■ Given task:
Return, character for character, the lines from the one bearing "In this exercise you will mark the armored" through the end of the material. Omit everything before that line.

■ The input:
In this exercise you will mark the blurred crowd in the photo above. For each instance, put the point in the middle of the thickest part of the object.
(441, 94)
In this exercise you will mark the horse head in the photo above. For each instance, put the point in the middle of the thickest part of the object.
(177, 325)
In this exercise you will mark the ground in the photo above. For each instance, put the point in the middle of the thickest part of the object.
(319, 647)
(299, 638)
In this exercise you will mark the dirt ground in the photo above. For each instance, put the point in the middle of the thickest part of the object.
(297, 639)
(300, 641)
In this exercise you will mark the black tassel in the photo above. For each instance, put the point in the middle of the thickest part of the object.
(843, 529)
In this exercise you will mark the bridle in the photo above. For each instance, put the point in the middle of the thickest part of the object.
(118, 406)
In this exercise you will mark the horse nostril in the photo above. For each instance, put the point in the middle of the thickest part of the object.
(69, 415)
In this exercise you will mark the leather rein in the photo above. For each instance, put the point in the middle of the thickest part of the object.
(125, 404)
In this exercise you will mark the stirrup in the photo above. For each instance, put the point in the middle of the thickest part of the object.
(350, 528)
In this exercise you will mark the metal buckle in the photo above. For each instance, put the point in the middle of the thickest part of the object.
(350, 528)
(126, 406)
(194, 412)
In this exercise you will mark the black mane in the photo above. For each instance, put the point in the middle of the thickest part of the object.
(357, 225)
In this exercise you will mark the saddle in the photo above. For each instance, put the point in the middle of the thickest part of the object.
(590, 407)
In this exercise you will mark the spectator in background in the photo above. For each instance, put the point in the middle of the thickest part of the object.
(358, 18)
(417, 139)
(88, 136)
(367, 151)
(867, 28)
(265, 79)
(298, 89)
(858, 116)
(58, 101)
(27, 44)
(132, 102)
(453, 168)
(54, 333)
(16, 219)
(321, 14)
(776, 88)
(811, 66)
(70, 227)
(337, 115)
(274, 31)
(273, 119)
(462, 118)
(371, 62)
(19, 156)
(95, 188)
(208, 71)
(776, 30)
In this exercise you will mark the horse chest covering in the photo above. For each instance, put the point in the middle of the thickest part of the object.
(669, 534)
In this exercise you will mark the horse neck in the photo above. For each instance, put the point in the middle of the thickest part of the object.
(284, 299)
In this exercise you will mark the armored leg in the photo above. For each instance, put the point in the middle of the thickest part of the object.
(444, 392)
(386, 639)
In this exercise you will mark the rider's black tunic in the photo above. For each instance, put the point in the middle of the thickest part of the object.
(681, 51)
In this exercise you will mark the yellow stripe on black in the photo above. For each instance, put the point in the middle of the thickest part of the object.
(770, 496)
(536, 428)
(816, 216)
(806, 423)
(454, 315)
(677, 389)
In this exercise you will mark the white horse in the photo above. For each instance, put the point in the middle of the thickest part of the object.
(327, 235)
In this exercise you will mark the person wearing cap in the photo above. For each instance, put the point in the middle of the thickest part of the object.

■ In response:
In this exercise you will mark the armored leg in the photo above. For each instance, put the point in the middle of the thickest part of the object.
(444, 392)
(386, 639)
In this exercise you will mark the rider's black tunic in the photo above. For each instance, put the point in the middle of the thickest part of the object.
(681, 51)
In this exercise you will mark the yellow stripe on black in the photo above. For each instance, put the point in the middle of the thickest part of the object.
(770, 496)
(536, 428)
(816, 216)
(806, 423)
(454, 315)
(677, 389)
In this exercise you will mark the white horse in the photo above. For each instance, put the point in the middle of the thickest part of the object.
(327, 235)
In this exercise you will mark the person wearing cap in the photo above. For each instance, put the point in the middle of the thickest part of the object.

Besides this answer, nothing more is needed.